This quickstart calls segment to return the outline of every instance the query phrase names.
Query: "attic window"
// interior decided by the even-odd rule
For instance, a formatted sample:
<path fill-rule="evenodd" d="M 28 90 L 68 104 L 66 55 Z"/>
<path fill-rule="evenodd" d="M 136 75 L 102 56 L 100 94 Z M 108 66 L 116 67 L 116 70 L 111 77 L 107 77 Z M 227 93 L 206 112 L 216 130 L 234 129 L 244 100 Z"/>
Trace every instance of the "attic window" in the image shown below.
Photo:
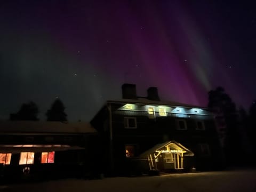
<path fill-rule="evenodd" d="M 151 119 L 155 118 L 155 112 L 154 111 L 154 107 L 148 108 L 148 117 Z"/>
<path fill-rule="evenodd" d="M 166 116 L 166 110 L 165 108 L 159 108 L 159 115 L 160 116 Z"/>
<path fill-rule="evenodd" d="M 41 163 L 54 163 L 54 151 L 43 152 L 41 155 Z"/>
<path fill-rule="evenodd" d="M 0 164 L 10 165 L 12 154 L 0 154 Z"/>
<path fill-rule="evenodd" d="M 125 156 L 132 157 L 134 156 L 135 147 L 134 145 L 125 145 Z"/>
<path fill-rule="evenodd" d="M 34 157 L 35 153 L 33 152 L 22 152 L 20 153 L 19 165 L 34 164 Z"/>

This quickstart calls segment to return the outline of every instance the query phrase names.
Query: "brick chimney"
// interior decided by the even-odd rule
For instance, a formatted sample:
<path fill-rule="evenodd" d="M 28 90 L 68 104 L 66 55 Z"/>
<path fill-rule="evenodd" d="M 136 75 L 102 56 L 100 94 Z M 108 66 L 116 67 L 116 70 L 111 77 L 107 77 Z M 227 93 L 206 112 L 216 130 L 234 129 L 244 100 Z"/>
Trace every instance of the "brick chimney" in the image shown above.
<path fill-rule="evenodd" d="M 147 99 L 154 101 L 160 101 L 159 99 L 157 87 L 150 87 L 148 89 Z"/>
<path fill-rule="evenodd" d="M 137 99 L 136 85 L 125 83 L 122 86 L 123 99 Z"/>

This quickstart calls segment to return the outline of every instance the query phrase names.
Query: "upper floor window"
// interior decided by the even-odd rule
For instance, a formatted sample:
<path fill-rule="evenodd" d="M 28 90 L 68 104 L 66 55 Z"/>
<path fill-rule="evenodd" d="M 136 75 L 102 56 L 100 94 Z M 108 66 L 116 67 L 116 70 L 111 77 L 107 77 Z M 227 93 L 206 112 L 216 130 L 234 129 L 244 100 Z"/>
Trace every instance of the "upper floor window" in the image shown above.
<path fill-rule="evenodd" d="M 204 127 L 204 123 L 203 121 L 197 121 L 196 123 L 196 128 L 197 130 L 205 130 L 205 128 Z"/>
<path fill-rule="evenodd" d="M 166 110 L 165 108 L 159 108 L 159 115 L 166 116 Z"/>
<path fill-rule="evenodd" d="M 125 128 L 137 128 L 137 122 L 136 117 L 124 117 L 124 124 Z"/>
<path fill-rule="evenodd" d="M 133 157 L 135 154 L 135 146 L 132 145 L 125 145 L 125 156 L 126 157 Z"/>
<path fill-rule="evenodd" d="M 54 163 L 54 151 L 43 152 L 41 155 L 41 163 Z"/>
<path fill-rule="evenodd" d="M 186 130 L 187 123 L 185 120 L 178 119 L 176 120 L 177 129 L 179 130 Z"/>
<path fill-rule="evenodd" d="M 148 108 L 148 117 L 151 119 L 155 118 L 155 111 L 154 110 L 154 107 Z"/>
<path fill-rule="evenodd" d="M 19 165 L 34 164 L 34 157 L 35 153 L 33 152 L 22 152 L 20 153 Z"/>
<path fill-rule="evenodd" d="M 0 154 L 0 164 L 10 165 L 12 154 Z"/>

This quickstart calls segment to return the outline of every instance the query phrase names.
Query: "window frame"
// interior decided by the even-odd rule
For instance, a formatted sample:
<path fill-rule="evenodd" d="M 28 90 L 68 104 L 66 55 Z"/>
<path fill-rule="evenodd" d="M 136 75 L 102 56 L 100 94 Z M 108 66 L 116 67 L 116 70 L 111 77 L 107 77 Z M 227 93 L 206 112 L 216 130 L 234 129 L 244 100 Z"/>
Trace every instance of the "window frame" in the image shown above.
<path fill-rule="evenodd" d="M 134 120 L 134 126 L 129 126 L 129 119 Z M 124 117 L 124 127 L 125 129 L 137 129 L 137 118 L 135 117 Z"/>
<path fill-rule="evenodd" d="M 10 153 L 1 153 L 1 154 L 4 154 L 5 155 L 5 156 L 4 157 L 4 163 L 3 163 L 4 164 L 4 165 L 10 165 L 11 164 L 11 158 L 12 158 L 12 154 Z M 9 157 L 8 157 L 8 156 L 10 156 Z M 7 163 L 6 163 L 6 161 L 7 162 Z"/>
<path fill-rule="evenodd" d="M 124 147 L 125 147 L 125 157 L 126 158 L 132 158 L 132 157 L 134 157 L 136 156 L 136 150 L 137 150 L 136 148 L 137 148 L 137 145 L 135 145 L 135 144 L 131 144 L 131 143 L 125 144 Z M 131 155 L 131 156 L 127 156 L 127 155 L 126 150 L 128 150 L 127 148 L 129 148 L 129 147 L 132 148 L 132 150 L 133 150 L 133 151 L 131 151 L 131 152 L 133 152 L 133 153 L 130 153 L 130 154 L 132 154 L 132 155 Z"/>
<path fill-rule="evenodd" d="M 149 110 L 150 109 L 150 110 Z M 151 109 L 152 109 L 152 111 L 151 111 Z M 148 107 L 148 118 L 150 119 L 155 119 L 156 118 L 156 114 L 155 112 L 155 107 Z"/>
<path fill-rule="evenodd" d="M 160 111 L 160 109 L 163 109 L 163 111 Z M 167 116 L 166 109 L 165 107 L 159 107 L 158 108 L 158 113 L 159 113 L 159 116 L 161 116 L 162 117 Z M 164 114 L 164 115 L 163 115 L 163 114 Z"/>
<path fill-rule="evenodd" d="M 185 129 L 180 129 L 180 122 L 184 122 L 184 125 L 185 125 Z M 187 122 L 185 119 L 176 119 L 176 130 L 183 130 L 183 131 L 188 130 L 188 127 L 187 126 Z"/>
<path fill-rule="evenodd" d="M 22 156 L 22 153 L 26 153 L 27 154 L 27 155 L 26 155 L 26 163 L 21 163 L 21 162 L 20 162 L 21 158 L 21 156 Z M 28 163 L 28 155 L 29 155 L 29 154 L 30 154 L 30 153 L 33 154 L 33 161 L 32 163 Z M 35 153 L 34 152 L 21 152 L 20 153 L 20 160 L 19 161 L 19 165 L 33 165 L 33 164 L 34 164 L 34 163 L 35 163 Z"/>
<path fill-rule="evenodd" d="M 53 162 L 49 162 L 49 154 L 51 153 L 53 153 Z M 46 162 L 42 162 L 42 156 L 43 153 L 47 153 L 47 158 L 46 158 Z M 54 163 L 55 162 L 55 151 L 50 151 L 50 152 L 42 152 L 41 153 L 41 163 L 42 164 L 47 164 L 47 163 Z"/>

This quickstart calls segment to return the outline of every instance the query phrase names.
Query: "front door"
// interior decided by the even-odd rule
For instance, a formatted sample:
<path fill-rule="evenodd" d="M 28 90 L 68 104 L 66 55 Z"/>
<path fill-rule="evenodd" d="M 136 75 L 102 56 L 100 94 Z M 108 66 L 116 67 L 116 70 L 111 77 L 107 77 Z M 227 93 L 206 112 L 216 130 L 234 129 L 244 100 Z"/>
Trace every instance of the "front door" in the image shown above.
<path fill-rule="evenodd" d="M 183 153 L 173 153 L 175 169 L 183 169 Z"/>

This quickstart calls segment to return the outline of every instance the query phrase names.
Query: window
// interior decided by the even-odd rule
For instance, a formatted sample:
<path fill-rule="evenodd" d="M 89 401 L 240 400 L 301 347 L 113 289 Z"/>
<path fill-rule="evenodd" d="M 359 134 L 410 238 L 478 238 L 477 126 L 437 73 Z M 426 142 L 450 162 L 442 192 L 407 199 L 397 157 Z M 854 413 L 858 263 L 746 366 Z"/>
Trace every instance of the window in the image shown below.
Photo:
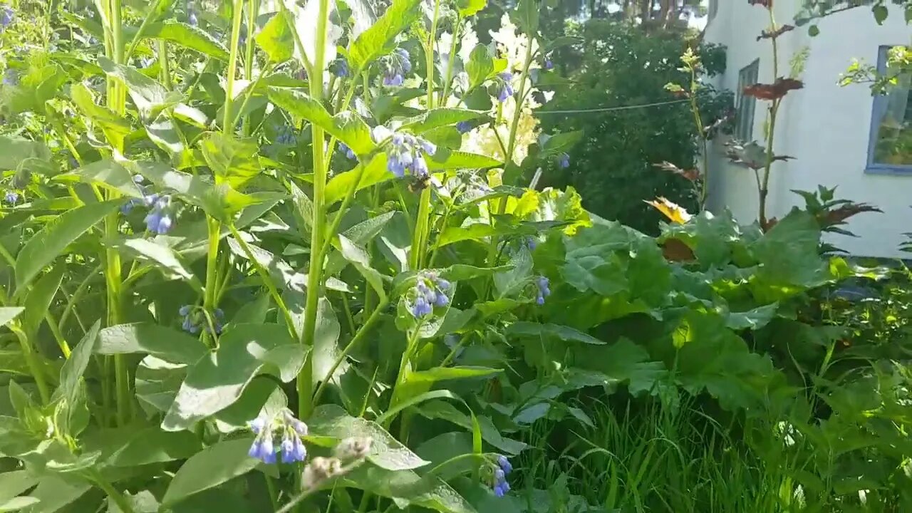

(REQUIREMENTS)
Copy the data above from its first line up to and including the line containing "41 163 L 54", multiplying every coordinate in the answer outlines by 0.9 and rounding to whole numbers, with halves rounded up. Keep all other lines, including the sample outlines, unchanged, and leave the picture out.

(WRITTEN ANSWER)
This quickstart calls segment to return the outline of every instance the query phrase names.
Query: "attic window"
// interior decided by the even-odd rule
For instance, a formatted sample:
<path fill-rule="evenodd" d="M 28 90 L 68 104 L 66 55 Z"/>
<path fill-rule="evenodd" d="M 136 75 L 102 56 L 100 94 Z M 108 66 L 116 67 L 116 70 L 111 77 L 107 77 Z M 227 93 L 206 112 L 216 130 L 234 129 L 244 100 Z"/>
Trace every instance of the "attic window" in the image shown below.
Photo:
<path fill-rule="evenodd" d="M 136 107 L 140 106 L 140 101 L 139 100 L 139 96 L 133 97 L 133 105 Z"/>
<path fill-rule="evenodd" d="M 149 104 L 149 99 L 149 97 L 143 97 L 143 104 L 144 104 Z"/>
<path fill-rule="evenodd" d="M 37 147 L 49 147 L 49 136 L 39 137 L 37 140 Z"/>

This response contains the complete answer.